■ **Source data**
# # # # # # #

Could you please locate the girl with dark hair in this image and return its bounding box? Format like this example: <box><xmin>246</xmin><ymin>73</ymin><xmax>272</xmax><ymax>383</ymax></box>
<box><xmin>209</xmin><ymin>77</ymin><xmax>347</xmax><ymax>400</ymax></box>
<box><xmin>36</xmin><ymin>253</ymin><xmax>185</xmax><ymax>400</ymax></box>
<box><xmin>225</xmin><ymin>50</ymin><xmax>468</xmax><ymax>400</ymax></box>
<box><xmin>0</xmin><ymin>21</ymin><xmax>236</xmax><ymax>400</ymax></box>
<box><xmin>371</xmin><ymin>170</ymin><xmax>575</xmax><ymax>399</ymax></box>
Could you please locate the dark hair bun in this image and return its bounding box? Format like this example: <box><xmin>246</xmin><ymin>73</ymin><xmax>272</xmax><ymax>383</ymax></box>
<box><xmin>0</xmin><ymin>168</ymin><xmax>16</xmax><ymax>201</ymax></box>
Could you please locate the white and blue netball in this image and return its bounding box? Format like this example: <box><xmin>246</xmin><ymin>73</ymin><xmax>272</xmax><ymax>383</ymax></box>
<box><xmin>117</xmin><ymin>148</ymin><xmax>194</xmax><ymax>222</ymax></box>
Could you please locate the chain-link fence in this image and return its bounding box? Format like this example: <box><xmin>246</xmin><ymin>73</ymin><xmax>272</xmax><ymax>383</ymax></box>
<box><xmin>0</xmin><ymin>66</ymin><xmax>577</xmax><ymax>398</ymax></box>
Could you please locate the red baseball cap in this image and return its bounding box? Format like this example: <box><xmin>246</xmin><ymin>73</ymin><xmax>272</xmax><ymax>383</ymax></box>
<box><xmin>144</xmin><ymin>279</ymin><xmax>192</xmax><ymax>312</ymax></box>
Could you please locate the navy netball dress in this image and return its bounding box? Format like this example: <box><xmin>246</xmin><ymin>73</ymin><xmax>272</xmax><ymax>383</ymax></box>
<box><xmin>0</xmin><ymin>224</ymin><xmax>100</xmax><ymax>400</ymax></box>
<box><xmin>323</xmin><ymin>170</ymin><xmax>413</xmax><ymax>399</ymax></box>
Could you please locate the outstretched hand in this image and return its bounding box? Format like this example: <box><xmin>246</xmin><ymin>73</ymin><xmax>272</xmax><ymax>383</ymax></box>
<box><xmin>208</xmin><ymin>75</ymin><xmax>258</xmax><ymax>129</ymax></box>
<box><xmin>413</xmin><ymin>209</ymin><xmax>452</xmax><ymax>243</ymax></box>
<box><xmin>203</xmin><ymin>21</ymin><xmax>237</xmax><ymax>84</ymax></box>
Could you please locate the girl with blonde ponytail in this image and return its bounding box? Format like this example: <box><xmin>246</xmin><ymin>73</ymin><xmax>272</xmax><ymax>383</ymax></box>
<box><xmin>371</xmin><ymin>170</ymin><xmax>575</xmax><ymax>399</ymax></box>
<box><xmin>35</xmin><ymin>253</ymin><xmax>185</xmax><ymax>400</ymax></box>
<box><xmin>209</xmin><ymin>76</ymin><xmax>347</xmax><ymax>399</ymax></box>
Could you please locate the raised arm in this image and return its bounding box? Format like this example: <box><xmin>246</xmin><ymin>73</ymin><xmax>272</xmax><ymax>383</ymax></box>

# # # # # # #

■ **DO THIS**
Each entry above is to be quoted exactly.

■ **EXPECTED OUTPUT**
Could you please locate the girl with dark hair in this image and return its bounding box? Format like this example: <box><xmin>246</xmin><ymin>73</ymin><xmax>272</xmax><ymax>383</ymax></box>
<box><xmin>209</xmin><ymin>77</ymin><xmax>347</xmax><ymax>400</ymax></box>
<box><xmin>36</xmin><ymin>253</ymin><xmax>185</xmax><ymax>400</ymax></box>
<box><xmin>225</xmin><ymin>50</ymin><xmax>468</xmax><ymax>400</ymax></box>
<box><xmin>0</xmin><ymin>21</ymin><xmax>236</xmax><ymax>400</ymax></box>
<box><xmin>371</xmin><ymin>170</ymin><xmax>575</xmax><ymax>399</ymax></box>
Could you please locate the dark hair bun in this image and return its bounding box? Format like this example: <box><xmin>246</xmin><ymin>73</ymin><xmax>272</xmax><ymax>383</ymax></box>
<box><xmin>0</xmin><ymin>168</ymin><xmax>16</xmax><ymax>201</ymax></box>
Could you please locate the white and blue netball in this image and return its bounding box? Format like this example: <box><xmin>246</xmin><ymin>73</ymin><xmax>272</xmax><ymax>383</ymax></box>
<box><xmin>117</xmin><ymin>148</ymin><xmax>194</xmax><ymax>222</ymax></box>
Could you please locate the chain-link fence in this image and return its bounding box? Format like this example: <box><xmin>246</xmin><ymin>73</ymin><xmax>272</xmax><ymax>383</ymax></box>
<box><xmin>0</xmin><ymin>66</ymin><xmax>577</xmax><ymax>398</ymax></box>
Could you please locate the red baseball cap in this image and return its bounding box? Format like this example: <box><xmin>246</xmin><ymin>73</ymin><xmax>272</xmax><ymax>383</ymax></box>
<box><xmin>144</xmin><ymin>279</ymin><xmax>192</xmax><ymax>312</ymax></box>
Could you please locate the navy netball dress in this image and return its bounding box? Format like this example: <box><xmin>246</xmin><ymin>73</ymin><xmax>272</xmax><ymax>383</ymax></box>
<box><xmin>0</xmin><ymin>224</ymin><xmax>100</xmax><ymax>400</ymax></box>
<box><xmin>323</xmin><ymin>170</ymin><xmax>413</xmax><ymax>399</ymax></box>
Could you please locate the outstretched hand in this image and return its bounding box? Format like this example: <box><xmin>246</xmin><ymin>73</ymin><xmax>272</xmax><ymax>383</ymax></box>
<box><xmin>208</xmin><ymin>75</ymin><xmax>258</xmax><ymax>129</ymax></box>
<box><xmin>413</xmin><ymin>209</ymin><xmax>452</xmax><ymax>243</ymax></box>
<box><xmin>203</xmin><ymin>21</ymin><xmax>237</xmax><ymax>84</ymax></box>
Could you please locate the girl with blonde ponytail in this image and return its bounding box? Format like this example: <box><xmin>246</xmin><ymin>73</ymin><xmax>272</xmax><ymax>383</ymax></box>
<box><xmin>371</xmin><ymin>170</ymin><xmax>575</xmax><ymax>399</ymax></box>
<box><xmin>35</xmin><ymin>253</ymin><xmax>185</xmax><ymax>400</ymax></box>
<box><xmin>209</xmin><ymin>76</ymin><xmax>347</xmax><ymax>399</ymax></box>
Could you please locate the raised arm in this image and return its bounding box? Format like this example: <box><xmin>246</xmin><ymin>73</ymin><xmax>272</xmax><ymax>383</ymax></box>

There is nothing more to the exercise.